[SOURCE EXTRACT]:
* * * * * * * * *

The soul helps us to respond to the basic question: ‘What am I’? The soul is the immortal spirit united to or ‘in’ each living human body. But we cannot say simply, ‘I am a soul’. It is more accurate to say, ‘I am an embodied soul’, or ‘I am an “ensouled” body?. The essential unity of body and soul constitutes the person in this world of matter, time and space (Gaudium et Spes, 14). The technical term for this body-soul unity, where the soul is the controlling dynamism animating the body, is hylomorphism.
Classical Greek philosophy, and later philosophies, influenced by Rene Descartes (1596-1660), made a sharp distinction between soul and body, to the point of separating the body from the soul. The body was regarded as a machine animated by a soul. A person was ‘a ghost in a machine’. This led to the soul or spirit being easily identified with the mind, which was held to be much more important than its material frame. Descartes? principle of personhood was thus expressed as: ‘I think therefore I am’.
A more realistic view, the perennial philosophy maintained by St Thomas Aquinas (c1225-1274), would reverse this: ‘I am, therefore I think.’ Being precedes action. Essence precedes existence. This better maintains the hylomorphic principle of the unity of body and soul ? and the importance of the body, which is the Hebrew perspective in the Scriptures.
Yet the human mind opens doors to the soul. We can begin by discerning our rational functions. The intellect and will make us radically different to animals, who follow instinct. We possess a unique capacity to reflect. Reflection indicates not only higher intelligence, but the abiding reality of the soul. I can think about my thoughts. I can be aware of myself as a person. I can be aware of other persons. In my intellect can evaluate my decisions. I can regret past actions and determine new courses of action. A higher animal can learn to evaluate past actions, avoiding situations etc. but only through trial and error and a limited memory. Yet even the highest primates have no capacity to reflect on themselves ? or to do what this essay attempts, to reflect on personhood. The ape is not a philosopher.

* * * * * * * * *

[PROBLEMS AND TASKS]:
1) Reproduce, word for word, everything in the passage on the soul from "Classical Greek philosophy, and" down to "therefore I am’.".
2) Condense the paragraph of the passage on the soul that begins "Classical Greek philosophy" into a shorter version that keeps its main facts.

[Outline entries for labeled areas]:
* * * * * * * * *

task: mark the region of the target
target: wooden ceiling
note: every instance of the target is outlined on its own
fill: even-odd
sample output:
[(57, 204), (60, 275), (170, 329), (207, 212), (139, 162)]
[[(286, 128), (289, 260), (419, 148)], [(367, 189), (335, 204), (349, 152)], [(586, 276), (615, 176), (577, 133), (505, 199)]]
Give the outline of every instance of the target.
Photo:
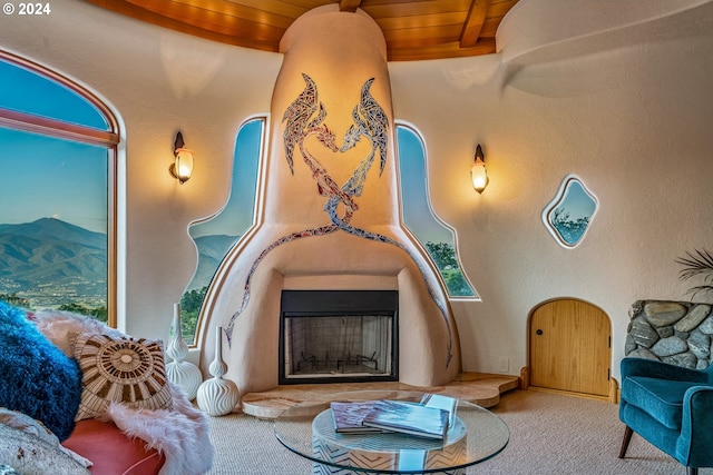
[(518, 0), (87, 0), (184, 33), (263, 51), (301, 14), (330, 3), (362, 9), (387, 39), (390, 61), (458, 58), (496, 51), (495, 33)]

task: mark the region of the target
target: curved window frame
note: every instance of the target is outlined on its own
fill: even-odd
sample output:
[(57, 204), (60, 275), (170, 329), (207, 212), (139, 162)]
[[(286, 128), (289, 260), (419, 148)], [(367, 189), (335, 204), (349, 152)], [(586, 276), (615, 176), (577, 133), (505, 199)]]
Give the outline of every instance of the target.
[[(429, 180), (428, 180), (428, 152), (427, 152), (427, 148), (426, 148), (426, 140), (423, 138), (423, 136), (421, 135), (421, 132), (411, 123), (408, 123), (406, 121), (400, 121), (397, 120), (394, 122), (394, 128), (397, 129), (397, 137), (395, 137), (395, 142), (397, 142), (397, 152), (398, 152), (398, 159), (397, 159), (397, 167), (398, 167), (398, 179), (399, 179), (399, 194), (400, 194), (400, 221), (401, 221), (401, 226), (408, 230), (408, 232), (413, 237), (413, 240), (422, 248), (423, 255), (428, 256), (428, 259), (431, 261), (431, 265), (433, 267), (433, 269), (438, 270), (438, 277), (441, 280), (441, 284), (443, 286), (443, 288), (446, 289), (446, 293), (448, 295), (448, 299), (449, 300), (469, 300), (469, 301), (480, 301), (480, 295), (478, 294), (478, 290), (476, 289), (476, 287), (472, 285), (472, 283), (470, 281), (470, 279), (468, 278), (468, 275), (466, 274), (462, 263), (460, 261), (460, 255), (458, 253), (458, 232), (456, 231), (455, 228), (452, 228), (450, 225), (448, 225), (448, 222), (443, 221), (433, 210), (433, 206), (431, 205), (431, 197), (430, 197), (430, 186), (429, 186)], [(426, 202), (428, 206), (428, 211), (431, 215), (431, 217), (433, 218), (433, 222), (437, 224), (438, 226), (440, 226), (441, 228), (443, 228), (445, 232), (449, 232), (452, 237), (452, 243), (453, 243), (453, 257), (456, 258), (456, 263), (458, 266), (458, 273), (460, 274), (460, 276), (462, 277), (462, 279), (465, 280), (465, 283), (469, 286), (470, 290), (472, 291), (471, 295), (453, 295), (451, 294), (448, 285), (446, 284), (446, 277), (443, 276), (443, 270), (437, 265), (433, 256), (431, 255), (431, 253), (428, 250), (428, 246), (427, 243), (423, 243), (421, 240), (421, 238), (417, 235), (417, 232), (414, 230), (412, 230), (411, 228), (409, 228), (409, 225), (406, 222), (404, 218), (403, 218), (403, 204), (406, 201), (406, 199), (403, 198), (403, 186), (404, 184), (402, 182), (402, 174), (401, 174), (401, 150), (400, 150), (400, 141), (399, 141), (399, 137), (398, 137), (398, 130), (399, 129), (404, 129), (408, 130), (409, 132), (413, 133), (413, 136), (416, 136), (416, 138), (419, 140), (420, 145), (421, 145), (421, 150), (422, 150), (422, 156), (423, 156), (423, 168), (427, 170), (426, 174), (423, 175), (423, 188), (424, 188), (424, 198), (426, 198)], [(438, 244), (438, 243), (436, 243)]]
[(99, 130), (42, 116), (0, 107), (0, 126), (7, 129), (56, 137), (80, 144), (104, 146), (107, 149), (107, 323), (117, 326), (117, 147), (120, 141), (119, 122), (96, 95), (69, 78), (35, 61), (0, 49), (0, 60), (7, 61), (74, 91), (94, 106), (104, 117), (107, 130)]
[[(260, 128), (260, 136), (257, 137), (257, 150), (256, 154), (257, 156), (255, 157), (255, 164), (248, 164), (248, 167), (252, 167), (253, 165), (255, 166), (255, 180), (254, 184), (252, 185), (252, 190), (250, 190), (253, 194), (253, 209), (252, 209), (252, 220), (250, 222), (250, 225), (247, 225), (244, 229), (242, 229), (242, 234), (240, 236), (237, 236), (235, 238), (235, 240), (232, 243), (232, 245), (227, 248), (225, 255), (222, 257), (221, 261), (218, 263), (217, 267), (214, 269), (211, 280), (208, 281), (207, 286), (205, 287), (205, 294), (201, 297), (201, 305), (197, 309), (198, 314), (197, 314), (197, 319), (195, 321), (195, 326), (193, 326), (193, 316), (188, 315), (189, 311), (195, 311), (195, 309), (191, 309), (185, 305), (185, 300), (186, 298), (192, 298), (192, 297), (196, 297), (198, 295), (192, 296), (192, 294), (195, 293), (195, 289), (191, 290), (189, 288), (194, 285), (194, 281), (196, 280), (197, 277), (197, 273), (201, 266), (201, 247), (198, 246), (198, 243), (196, 241), (197, 237), (194, 235), (194, 231), (197, 231), (197, 227), (201, 227), (202, 225), (209, 225), (211, 221), (213, 220), (217, 220), (221, 217), (223, 217), (223, 214), (225, 211), (231, 211), (231, 205), (235, 205), (237, 204), (237, 201), (235, 201), (236, 196), (240, 196), (240, 194), (236, 194), (236, 187), (240, 186), (240, 184), (237, 184), (235, 181), (235, 176), (236, 174), (241, 172), (241, 168), (243, 168), (243, 171), (245, 167), (243, 167), (244, 161), (238, 161), (238, 154), (242, 151), (240, 150), (240, 140), (241, 140), (241, 133), (245, 130), (245, 127), (248, 125), (253, 125), (253, 123), (260, 123), (261, 128)], [(255, 115), (255, 116), (251, 116), (248, 118), (246, 118), (237, 128), (237, 132), (235, 135), (235, 149), (233, 150), (233, 171), (232, 171), (232, 179), (231, 179), (231, 186), (229, 186), (229, 194), (228, 197), (225, 201), (225, 204), (223, 205), (223, 207), (221, 207), (221, 209), (218, 209), (217, 211), (215, 211), (214, 214), (206, 216), (204, 218), (197, 219), (195, 221), (192, 221), (188, 225), (188, 235), (191, 236), (191, 238), (193, 239), (194, 246), (196, 248), (196, 254), (198, 255), (198, 261), (196, 264), (196, 273), (194, 274), (193, 278), (191, 279), (191, 283), (188, 283), (188, 286), (186, 287), (186, 289), (184, 289), (184, 293), (182, 295), (182, 305), (180, 305), (180, 326), (182, 326), (182, 336), (184, 338), (184, 340), (186, 342), (186, 344), (188, 345), (189, 348), (197, 348), (198, 347), (198, 342), (202, 340), (203, 338), (203, 331), (204, 331), (204, 319), (207, 318), (206, 314), (209, 311), (206, 307), (206, 300), (209, 298), (209, 295), (212, 293), (212, 289), (214, 287), (214, 285), (216, 285), (216, 279), (219, 280), (219, 276), (221, 276), (221, 268), (223, 267), (225, 259), (227, 258), (227, 256), (231, 254), (231, 251), (233, 251), (233, 249), (235, 249), (237, 246), (241, 245), (241, 243), (243, 243), (247, 236), (251, 235), (251, 232), (255, 229), (255, 227), (257, 226), (258, 222), (258, 212), (260, 212), (260, 201), (261, 201), (261, 197), (260, 197), (260, 192), (261, 189), (257, 186), (261, 181), (261, 176), (262, 176), (262, 167), (263, 167), (263, 156), (265, 154), (266, 150), (266, 140), (267, 140), (267, 127), (268, 127), (268, 116), (267, 115)], [(247, 139), (246, 139), (247, 140)], [(252, 169), (251, 169), (252, 172)], [(243, 194), (244, 195), (244, 194)], [(225, 231), (226, 229), (222, 229), (223, 231)], [(201, 236), (201, 237), (205, 237), (205, 236)], [(218, 281), (217, 285), (221, 285), (221, 283)], [(173, 330), (172, 330), (173, 331)]]
[[(585, 215), (579, 216), (577, 219), (572, 220), (569, 217), (569, 212), (567, 211), (568, 205), (567, 200), (569, 198), (569, 191), (573, 185), (579, 186), (582, 189), (582, 194), (589, 199), (589, 204), (592, 206), (592, 210), (587, 211)], [(564, 247), (565, 249), (574, 249), (582, 244), (584, 238), (587, 236), (589, 228), (592, 227), (592, 221), (599, 210), (599, 200), (597, 197), (587, 188), (584, 184), (584, 180), (576, 175), (567, 175), (561, 184), (559, 185), (559, 189), (555, 195), (555, 198), (545, 207), (541, 214), (543, 222), (545, 227), (549, 231), (549, 234), (555, 238), (558, 245)], [(557, 227), (557, 216), (558, 212), (564, 212), (565, 220), (561, 221), (568, 227), (577, 228), (579, 232), (579, 237), (574, 243), (569, 241), (565, 236), (563, 236), (561, 230)]]

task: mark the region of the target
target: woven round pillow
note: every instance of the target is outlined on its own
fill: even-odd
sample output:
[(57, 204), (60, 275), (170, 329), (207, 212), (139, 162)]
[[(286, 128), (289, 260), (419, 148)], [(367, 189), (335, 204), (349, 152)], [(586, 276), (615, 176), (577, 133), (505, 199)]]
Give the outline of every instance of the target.
[(84, 387), (76, 420), (101, 417), (111, 403), (173, 409), (160, 340), (77, 334), (72, 350)]

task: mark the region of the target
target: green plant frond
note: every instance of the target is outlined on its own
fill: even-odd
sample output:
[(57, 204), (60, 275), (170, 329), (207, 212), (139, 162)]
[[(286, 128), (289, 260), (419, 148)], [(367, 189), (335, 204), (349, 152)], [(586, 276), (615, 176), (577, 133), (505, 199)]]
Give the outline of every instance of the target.
[(686, 256), (676, 259), (676, 264), (685, 266), (678, 271), (678, 277), (682, 280), (703, 274), (706, 283), (713, 281), (713, 255), (710, 251), (696, 249), (694, 253), (686, 251)]
[(702, 286), (695, 286), (695, 287), (691, 287), (688, 289), (688, 291), (686, 291), (686, 294), (690, 294), (691, 297), (695, 297), (696, 295), (701, 294), (701, 293), (709, 293), (709, 291), (713, 291), (713, 286), (710, 285), (702, 285)]

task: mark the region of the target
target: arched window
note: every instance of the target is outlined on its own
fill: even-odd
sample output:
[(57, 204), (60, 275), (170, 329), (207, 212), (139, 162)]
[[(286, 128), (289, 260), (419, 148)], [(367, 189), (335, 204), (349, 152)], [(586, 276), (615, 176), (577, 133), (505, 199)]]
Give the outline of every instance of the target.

* * * * * * * * *

[EXERCISE RESULTS]:
1)
Classical Greek philosophy, and later philosophies, influenced by Rene Descartes (1596-1660), made a sharp distinction between soul and body, to the point of separating the body from the soul. The body was regarded as a machine animated by a soul. A person was ‘a ghost in a machine’. This led to the soul or spirit being easily identified with the mind, which was held to be much more important than its material frame. Descartes? principle of personhood was thus expressed as: ‘I think therefore I am’.

2) Classical Greek philosophy, and later philosophies influenced by Rene Descartes (1596-1660), sharply distinguished soul from body, even separating them. The body was seen as a machine animated by a soul, making a person "a ghost in a machine." As a result, the soul was readily identified with the mind, which was considered far more important than its material frame. Descartes stated this principle of personhood as "I think therefore I am."